→ **Written exercise**:
Begin with the line containing "the blurred foreground" and copy each line exactly through the last line of the entries, inclusive.

→ **Data listing**:

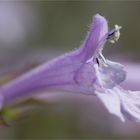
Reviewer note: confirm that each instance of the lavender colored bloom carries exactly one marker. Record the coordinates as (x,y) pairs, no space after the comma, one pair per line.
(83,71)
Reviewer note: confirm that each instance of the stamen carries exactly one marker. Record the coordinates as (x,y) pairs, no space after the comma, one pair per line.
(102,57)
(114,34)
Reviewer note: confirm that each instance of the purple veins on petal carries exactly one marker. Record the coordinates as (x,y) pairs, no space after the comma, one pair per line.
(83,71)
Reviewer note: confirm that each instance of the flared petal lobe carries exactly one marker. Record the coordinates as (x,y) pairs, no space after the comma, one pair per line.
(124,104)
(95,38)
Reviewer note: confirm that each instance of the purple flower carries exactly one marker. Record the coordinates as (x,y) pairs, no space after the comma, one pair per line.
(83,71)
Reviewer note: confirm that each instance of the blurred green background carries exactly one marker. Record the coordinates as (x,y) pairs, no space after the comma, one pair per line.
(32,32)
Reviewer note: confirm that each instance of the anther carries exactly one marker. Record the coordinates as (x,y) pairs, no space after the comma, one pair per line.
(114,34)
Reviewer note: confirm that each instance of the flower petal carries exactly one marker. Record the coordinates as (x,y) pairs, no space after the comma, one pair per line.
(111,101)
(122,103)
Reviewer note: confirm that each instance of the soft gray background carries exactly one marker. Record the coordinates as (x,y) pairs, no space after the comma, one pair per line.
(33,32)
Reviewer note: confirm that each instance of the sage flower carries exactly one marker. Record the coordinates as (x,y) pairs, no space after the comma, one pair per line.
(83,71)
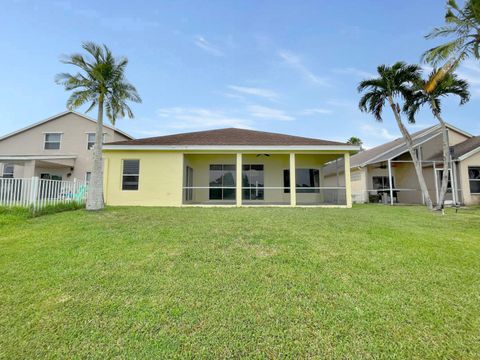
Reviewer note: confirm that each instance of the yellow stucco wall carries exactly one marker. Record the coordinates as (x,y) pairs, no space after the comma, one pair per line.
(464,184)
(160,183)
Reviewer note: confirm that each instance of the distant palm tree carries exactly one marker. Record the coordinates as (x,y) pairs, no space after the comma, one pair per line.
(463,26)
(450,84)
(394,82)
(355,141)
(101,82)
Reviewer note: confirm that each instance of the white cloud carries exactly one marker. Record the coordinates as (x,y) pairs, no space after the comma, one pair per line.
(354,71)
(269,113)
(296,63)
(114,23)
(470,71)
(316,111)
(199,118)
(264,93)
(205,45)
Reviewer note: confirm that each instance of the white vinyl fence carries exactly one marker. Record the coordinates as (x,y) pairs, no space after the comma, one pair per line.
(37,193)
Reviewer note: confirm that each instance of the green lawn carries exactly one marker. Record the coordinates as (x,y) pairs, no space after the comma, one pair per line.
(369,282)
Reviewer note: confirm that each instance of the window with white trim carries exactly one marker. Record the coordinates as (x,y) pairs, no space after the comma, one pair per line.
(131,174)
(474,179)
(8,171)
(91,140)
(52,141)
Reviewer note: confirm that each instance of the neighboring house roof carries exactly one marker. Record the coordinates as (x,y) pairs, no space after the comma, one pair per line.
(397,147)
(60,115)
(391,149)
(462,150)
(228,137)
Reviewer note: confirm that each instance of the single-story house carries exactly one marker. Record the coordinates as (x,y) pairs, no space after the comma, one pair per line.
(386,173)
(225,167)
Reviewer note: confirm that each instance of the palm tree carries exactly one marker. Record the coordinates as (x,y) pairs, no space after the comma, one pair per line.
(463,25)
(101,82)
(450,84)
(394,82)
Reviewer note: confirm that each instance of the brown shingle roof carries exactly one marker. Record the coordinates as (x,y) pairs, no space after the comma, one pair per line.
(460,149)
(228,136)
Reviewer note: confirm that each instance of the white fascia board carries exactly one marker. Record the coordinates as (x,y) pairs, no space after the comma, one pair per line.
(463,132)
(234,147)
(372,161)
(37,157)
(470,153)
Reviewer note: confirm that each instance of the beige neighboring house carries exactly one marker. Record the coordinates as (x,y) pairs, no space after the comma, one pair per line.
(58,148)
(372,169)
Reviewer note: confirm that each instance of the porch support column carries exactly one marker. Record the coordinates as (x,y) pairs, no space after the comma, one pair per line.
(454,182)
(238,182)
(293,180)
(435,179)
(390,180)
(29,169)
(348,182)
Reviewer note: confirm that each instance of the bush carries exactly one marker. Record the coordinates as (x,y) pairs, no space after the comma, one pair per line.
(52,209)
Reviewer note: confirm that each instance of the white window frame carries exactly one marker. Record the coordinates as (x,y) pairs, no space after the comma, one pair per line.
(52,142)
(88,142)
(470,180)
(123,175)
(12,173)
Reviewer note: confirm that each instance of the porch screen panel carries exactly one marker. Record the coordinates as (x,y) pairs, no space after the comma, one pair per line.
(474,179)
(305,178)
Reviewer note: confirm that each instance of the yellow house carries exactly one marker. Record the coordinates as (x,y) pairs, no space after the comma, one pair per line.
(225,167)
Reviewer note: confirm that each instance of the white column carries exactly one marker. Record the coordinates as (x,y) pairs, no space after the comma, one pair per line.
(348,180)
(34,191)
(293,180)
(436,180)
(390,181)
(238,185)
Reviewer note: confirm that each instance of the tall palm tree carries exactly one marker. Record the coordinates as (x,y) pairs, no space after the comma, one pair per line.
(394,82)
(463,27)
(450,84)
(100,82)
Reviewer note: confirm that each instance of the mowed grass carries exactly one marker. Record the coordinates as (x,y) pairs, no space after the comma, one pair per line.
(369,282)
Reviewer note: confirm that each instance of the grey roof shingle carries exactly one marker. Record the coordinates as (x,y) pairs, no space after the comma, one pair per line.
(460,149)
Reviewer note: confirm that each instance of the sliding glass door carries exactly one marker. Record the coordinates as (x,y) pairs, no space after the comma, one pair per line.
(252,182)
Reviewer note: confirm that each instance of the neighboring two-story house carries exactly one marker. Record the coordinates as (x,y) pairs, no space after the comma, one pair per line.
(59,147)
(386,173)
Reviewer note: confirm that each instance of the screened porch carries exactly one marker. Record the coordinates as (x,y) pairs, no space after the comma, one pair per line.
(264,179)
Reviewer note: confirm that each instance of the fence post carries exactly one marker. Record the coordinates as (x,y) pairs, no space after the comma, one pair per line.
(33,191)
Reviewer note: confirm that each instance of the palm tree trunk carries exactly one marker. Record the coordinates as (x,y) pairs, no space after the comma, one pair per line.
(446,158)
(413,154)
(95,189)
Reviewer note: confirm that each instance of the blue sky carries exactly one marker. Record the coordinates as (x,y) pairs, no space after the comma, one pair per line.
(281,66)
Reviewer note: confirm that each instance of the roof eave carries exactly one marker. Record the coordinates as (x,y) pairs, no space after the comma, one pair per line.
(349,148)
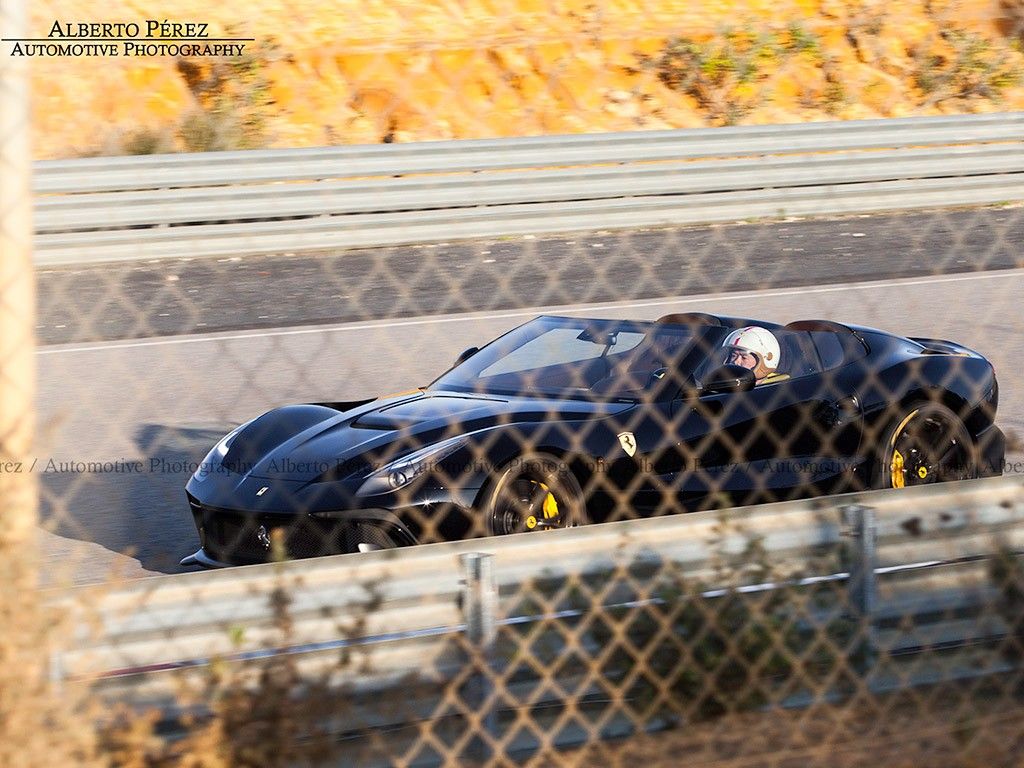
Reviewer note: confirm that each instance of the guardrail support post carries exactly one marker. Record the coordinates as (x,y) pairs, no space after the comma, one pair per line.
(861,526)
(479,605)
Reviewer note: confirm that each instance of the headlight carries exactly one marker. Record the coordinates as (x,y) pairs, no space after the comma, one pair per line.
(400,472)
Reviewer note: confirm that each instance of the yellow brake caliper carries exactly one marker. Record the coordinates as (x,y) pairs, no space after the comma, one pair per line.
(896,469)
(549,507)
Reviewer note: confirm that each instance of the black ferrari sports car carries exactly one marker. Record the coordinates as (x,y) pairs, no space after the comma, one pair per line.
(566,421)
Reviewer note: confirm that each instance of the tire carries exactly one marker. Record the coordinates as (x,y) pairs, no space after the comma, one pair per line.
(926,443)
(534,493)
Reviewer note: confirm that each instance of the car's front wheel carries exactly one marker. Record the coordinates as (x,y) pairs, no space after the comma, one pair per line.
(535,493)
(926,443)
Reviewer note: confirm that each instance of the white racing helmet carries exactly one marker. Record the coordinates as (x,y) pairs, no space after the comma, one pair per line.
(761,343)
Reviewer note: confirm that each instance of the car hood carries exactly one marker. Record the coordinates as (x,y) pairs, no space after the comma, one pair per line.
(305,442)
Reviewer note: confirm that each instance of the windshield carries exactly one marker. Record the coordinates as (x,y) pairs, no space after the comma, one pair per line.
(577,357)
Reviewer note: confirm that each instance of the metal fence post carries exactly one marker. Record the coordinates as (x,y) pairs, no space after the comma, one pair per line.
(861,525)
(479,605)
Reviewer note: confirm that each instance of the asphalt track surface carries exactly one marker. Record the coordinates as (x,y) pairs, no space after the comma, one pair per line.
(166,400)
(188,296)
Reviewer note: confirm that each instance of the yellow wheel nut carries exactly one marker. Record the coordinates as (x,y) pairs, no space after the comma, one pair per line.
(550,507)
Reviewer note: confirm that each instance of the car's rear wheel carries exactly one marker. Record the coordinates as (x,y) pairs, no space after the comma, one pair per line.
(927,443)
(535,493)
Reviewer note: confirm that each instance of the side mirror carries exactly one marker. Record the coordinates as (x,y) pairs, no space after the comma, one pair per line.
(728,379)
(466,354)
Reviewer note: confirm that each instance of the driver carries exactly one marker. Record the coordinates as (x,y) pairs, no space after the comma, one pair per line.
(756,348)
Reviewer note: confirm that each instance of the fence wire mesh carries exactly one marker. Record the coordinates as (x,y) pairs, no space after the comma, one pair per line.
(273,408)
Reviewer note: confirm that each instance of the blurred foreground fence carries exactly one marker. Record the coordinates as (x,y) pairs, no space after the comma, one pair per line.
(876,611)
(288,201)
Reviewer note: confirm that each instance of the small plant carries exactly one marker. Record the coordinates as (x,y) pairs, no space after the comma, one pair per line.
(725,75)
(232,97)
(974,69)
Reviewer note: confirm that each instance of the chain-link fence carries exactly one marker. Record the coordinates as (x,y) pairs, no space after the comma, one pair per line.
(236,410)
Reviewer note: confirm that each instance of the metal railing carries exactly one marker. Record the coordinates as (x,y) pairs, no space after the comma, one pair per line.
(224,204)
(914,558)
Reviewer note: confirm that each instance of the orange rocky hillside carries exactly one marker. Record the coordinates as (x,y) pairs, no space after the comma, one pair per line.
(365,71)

→ **Reply to the exercise**:
Reviewer note: confirm that each instance of the blurred foreground fence carries exactly one marker. Record the coordinates as (x,y) pairs, no space after the comma, one pair per line.
(876,611)
(288,201)
Reviewer note: confirm that each instance of the small plant carries exactly one marker. Record the coordinates as (x,y) pairs, no space after the comma, one pair per line.
(725,75)
(232,97)
(974,69)
Reviewer note: confirm that each instance of the chain-link fence carries exactly one marker. Record the coordinates as (x,y) pairs, no space after the comma, one pair per line.
(236,410)
Reviewer note: confirm that each instance of the metal railing carries exactly one marker. Record the coordinates as (x,y) pairs, no space after the comma, one pair per line.
(224,204)
(914,558)
Reviewer note: confirm that each instance of the orange rocky hillside carries exactly one marker. Record the coordinates as (x,y) pairs, no space after the comma, one pair per line.
(365,71)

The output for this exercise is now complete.